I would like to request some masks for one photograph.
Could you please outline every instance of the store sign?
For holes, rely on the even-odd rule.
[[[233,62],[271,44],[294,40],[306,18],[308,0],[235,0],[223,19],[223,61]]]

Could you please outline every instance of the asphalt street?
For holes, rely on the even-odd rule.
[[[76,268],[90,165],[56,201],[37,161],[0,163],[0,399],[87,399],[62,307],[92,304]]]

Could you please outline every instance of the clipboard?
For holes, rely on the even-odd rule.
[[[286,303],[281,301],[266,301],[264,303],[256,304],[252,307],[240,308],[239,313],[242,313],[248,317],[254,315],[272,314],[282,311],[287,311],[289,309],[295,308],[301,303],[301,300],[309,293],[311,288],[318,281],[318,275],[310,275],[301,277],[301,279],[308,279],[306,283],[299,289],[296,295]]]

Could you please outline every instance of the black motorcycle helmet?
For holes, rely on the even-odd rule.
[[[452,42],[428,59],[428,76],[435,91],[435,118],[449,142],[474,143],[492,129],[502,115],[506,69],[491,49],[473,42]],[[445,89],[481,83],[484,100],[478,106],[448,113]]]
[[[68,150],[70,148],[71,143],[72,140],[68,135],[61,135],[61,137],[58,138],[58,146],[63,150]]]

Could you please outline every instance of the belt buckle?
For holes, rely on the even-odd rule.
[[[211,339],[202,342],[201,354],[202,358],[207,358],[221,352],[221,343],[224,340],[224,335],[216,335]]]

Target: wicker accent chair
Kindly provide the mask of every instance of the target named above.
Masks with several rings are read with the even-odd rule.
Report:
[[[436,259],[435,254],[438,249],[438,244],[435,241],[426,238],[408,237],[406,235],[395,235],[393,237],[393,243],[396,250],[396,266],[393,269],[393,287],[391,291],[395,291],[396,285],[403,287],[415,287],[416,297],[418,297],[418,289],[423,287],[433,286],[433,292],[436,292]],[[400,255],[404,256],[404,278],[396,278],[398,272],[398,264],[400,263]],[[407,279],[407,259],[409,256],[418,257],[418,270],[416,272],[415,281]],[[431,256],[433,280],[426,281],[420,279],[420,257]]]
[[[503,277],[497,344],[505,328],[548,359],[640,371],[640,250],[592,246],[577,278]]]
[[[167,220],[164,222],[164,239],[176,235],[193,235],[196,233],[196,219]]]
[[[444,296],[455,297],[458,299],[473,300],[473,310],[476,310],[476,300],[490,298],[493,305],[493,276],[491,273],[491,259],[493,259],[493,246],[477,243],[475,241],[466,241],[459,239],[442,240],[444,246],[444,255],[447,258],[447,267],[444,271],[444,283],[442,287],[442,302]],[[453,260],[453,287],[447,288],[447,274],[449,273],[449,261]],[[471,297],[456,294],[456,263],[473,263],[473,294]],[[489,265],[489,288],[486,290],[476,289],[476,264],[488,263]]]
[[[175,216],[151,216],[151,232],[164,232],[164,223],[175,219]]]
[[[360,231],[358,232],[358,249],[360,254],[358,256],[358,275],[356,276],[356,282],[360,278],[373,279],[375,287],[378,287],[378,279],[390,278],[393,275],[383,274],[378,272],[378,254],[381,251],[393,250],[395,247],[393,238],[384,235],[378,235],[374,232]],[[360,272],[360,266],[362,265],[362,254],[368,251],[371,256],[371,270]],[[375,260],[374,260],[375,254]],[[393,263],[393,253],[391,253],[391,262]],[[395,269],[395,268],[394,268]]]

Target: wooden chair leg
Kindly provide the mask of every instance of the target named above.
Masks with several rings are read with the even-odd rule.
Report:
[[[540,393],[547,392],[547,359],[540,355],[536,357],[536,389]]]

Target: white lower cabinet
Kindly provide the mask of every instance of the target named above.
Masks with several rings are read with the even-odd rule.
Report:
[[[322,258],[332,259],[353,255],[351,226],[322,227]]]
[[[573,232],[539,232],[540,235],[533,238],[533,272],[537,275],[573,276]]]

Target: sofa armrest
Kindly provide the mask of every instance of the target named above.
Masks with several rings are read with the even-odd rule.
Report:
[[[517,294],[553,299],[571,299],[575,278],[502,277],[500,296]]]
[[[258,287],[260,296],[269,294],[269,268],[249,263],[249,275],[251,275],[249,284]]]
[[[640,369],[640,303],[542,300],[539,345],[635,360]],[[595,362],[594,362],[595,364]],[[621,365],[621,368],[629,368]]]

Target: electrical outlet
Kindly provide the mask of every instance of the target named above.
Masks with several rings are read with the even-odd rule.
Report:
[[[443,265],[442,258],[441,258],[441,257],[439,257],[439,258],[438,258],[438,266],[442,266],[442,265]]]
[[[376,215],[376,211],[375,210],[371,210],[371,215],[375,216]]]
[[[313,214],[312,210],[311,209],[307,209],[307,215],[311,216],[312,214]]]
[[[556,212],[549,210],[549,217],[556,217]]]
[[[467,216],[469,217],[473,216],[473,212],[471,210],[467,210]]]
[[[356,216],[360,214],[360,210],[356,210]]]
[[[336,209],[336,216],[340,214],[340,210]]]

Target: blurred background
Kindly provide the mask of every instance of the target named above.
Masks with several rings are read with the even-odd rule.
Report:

---+---

**EXERCISE DIRECTIONS**. Within the data above, find the lines that contain the word "chair" and copy each of them.

**TASK ANSWER**.
Target: wicker accent chair
Target: wooden chair leg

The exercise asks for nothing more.